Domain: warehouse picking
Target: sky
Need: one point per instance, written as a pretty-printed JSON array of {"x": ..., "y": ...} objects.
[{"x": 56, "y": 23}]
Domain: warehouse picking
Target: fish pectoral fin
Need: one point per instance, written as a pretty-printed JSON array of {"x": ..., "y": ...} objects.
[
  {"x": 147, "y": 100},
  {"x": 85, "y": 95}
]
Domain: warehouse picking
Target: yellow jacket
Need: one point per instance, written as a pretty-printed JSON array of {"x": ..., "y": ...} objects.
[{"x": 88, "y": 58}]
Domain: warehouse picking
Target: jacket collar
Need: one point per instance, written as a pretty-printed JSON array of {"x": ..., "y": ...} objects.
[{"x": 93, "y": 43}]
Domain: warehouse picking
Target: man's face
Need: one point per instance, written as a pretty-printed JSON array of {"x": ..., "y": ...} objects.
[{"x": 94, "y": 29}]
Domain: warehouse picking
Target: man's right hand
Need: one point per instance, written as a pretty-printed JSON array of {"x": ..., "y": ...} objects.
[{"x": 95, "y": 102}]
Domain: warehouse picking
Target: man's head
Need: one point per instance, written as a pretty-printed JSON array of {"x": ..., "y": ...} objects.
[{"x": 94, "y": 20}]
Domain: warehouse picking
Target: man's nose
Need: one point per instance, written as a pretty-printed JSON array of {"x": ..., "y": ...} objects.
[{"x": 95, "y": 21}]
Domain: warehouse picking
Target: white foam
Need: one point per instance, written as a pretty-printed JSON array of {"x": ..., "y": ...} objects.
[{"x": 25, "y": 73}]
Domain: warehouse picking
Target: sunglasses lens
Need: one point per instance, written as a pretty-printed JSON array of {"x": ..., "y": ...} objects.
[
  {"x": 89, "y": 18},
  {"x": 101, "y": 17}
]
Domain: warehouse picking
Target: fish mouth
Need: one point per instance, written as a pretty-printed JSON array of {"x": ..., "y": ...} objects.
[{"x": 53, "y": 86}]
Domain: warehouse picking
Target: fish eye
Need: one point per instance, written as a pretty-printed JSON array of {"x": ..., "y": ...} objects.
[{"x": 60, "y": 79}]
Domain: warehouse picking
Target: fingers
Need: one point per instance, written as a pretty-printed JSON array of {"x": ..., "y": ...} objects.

--------

* EXERCISE PROMPT:
Take the entries and copy them out exactly.

* SOLUTION TO THIS TASK:
Domain: warehouse picking
Target: sky
Need: one point per instance, written as a pretty-printed JSON array of {"x": ..., "y": ...} objects.
[{"x": 56, "y": 23}]
Domain: warehouse picking
Target: fish pectoral fin
Need: one point per instance, written as a pretty-printed JSON array of {"x": ..., "y": ...} objects.
[
  {"x": 147, "y": 100},
  {"x": 85, "y": 95}
]
Domain: warehouse picking
Target: yellow jacket
Need: one point per instance, written as a pretty-printed JSON array of {"x": ..., "y": ...} objects.
[{"x": 88, "y": 58}]
Domain: warehouse picking
Target: jacket collar
Need: one point per instance, written as a pretty-printed JSON array of {"x": ..., "y": ...} objects.
[{"x": 93, "y": 43}]
Domain: warehouse picking
Target: man's face
Need: one point per instance, written as a pretty-printed JSON array of {"x": ..., "y": ...} objects.
[{"x": 94, "y": 29}]
Domain: warehouse picking
Target: man's right hand
Need: one point per instance, written as a pretty-printed JSON array of {"x": ..., "y": ...} objects.
[{"x": 95, "y": 102}]
Domain: warehouse picking
Target: man's head
Need: one point per instance, written as a pretty-printed JSON array of {"x": ..., "y": ...} objects.
[{"x": 94, "y": 20}]
Domain: warehouse picking
Target: man's nose
Need: one point per instance, written as a pretty-printed JSON array of {"x": ..., "y": ...} objects.
[{"x": 95, "y": 21}]
Domain: warehouse picking
Target: white foam
Need: one point per instance, written as a pretty-printed JSON array of {"x": ..., "y": ...} objects.
[{"x": 25, "y": 73}]
Domain: warehouse picking
Target: sunglasses lens
Need: one point per instance, written as a pretty-printed JSON array of {"x": ..., "y": ...} objects.
[
  {"x": 89, "y": 18},
  {"x": 101, "y": 17}
]
Domain: warehouse picking
Target: fish mouth
Need: one point per instance, written as a pretty-printed JSON array of {"x": ..., "y": ...} objects.
[{"x": 53, "y": 86}]
Domain: warehouse picking
Target: fish eye
Need: one point per instance, written as a pretty-printed JSON array of {"x": ..., "y": ...} objects.
[{"x": 60, "y": 79}]
Domain: warehouse picking
Target: fingers
Need: one point per instance, written as a pretty-printed JSON array of {"x": ..., "y": ...} objects.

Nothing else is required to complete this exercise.